§ Tasks and exercises:
a: According to the text on the 1920–21 FA Cup, at which stadium was the final played?
b: Summarize the text on the 1920–21 FA Cup in two sentences.
c: From the text on the 1920–21 FA Cup, reproduce word for word the part that opens with the words "Matches were scheduled" and closes with "the qualifying rounds.".

— START OF Text provided —

The 1920–21 FA Cup was the 46th season of the world's oldest association football competition, the Football Association Challenge Cup (more usually known as the FA Cup). Tottenham Hotspur won the competition, beating Wolverhampton Wanderers 1–0 in the final at Stamford Bridge, London.

Matches were scheduled to be played at the stadium of the team named first on the date specified for each round, which was always a Saturday. If scores were level after 90 minutes had been played, a replay would take place at the stadium of the second-named team later the same week. If the replayed match was drawn further replays would be held at neutral venues until a winner was determined. If scores were level after 90 minutes had been played in a replay, a 30-minute period of extra time would be played.

Calendar
The format of the FA Cup for the season had two preliminary rounds, six qualifying rounds, four proper rounds, and the semi-finals and final.

First round proper
52 of the 66 clubs from the First, Second and Third divisions joined the 12 clubs who came through the qualifying rounds.

— END OF Text provided —
— START OF Source data —

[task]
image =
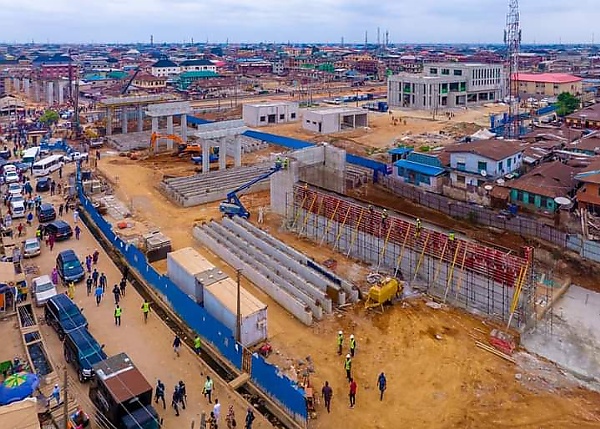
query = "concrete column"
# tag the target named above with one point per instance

— END OF Source data —

§ Solutions to each task:
a: Stamford Bridge, London.

b: The 1920–21 FA Cup was the 46th season of the competition, and Tottenham Hotspur won it by beating Wolverhampton Wanderers 1–0 in the final at Stamford Bridge, London. Drawn matches went to replays, with further replays at neutral venues and extra time in drawn replays, and the format ran from two preliminary rounds and six qualifying rounds through four proper rounds to the semi-finals and final.

c:
Matches were scheduled to be played at the stadium of the team named first on the date specified for each round, which was always a Saturday. If scores were level after 90 minutes had been played, a replay would take place at the stadium of the second-named team later the same week. If the replayed match was drawn further replays would be held at neutral venues until a winner was determined. If scores were level after 90 minutes had been played in a replay, a 30-minute period of extra time would be played.

Calendar
The format of the FA Cup for the season had two preliminary rounds, six qualifying rounds, four proper rounds, and the semi-finals and final.

First round proper
52 of the 66 clubs from the First, Second and Third divisions joined the 12 clubs who came through the qualifying rounds.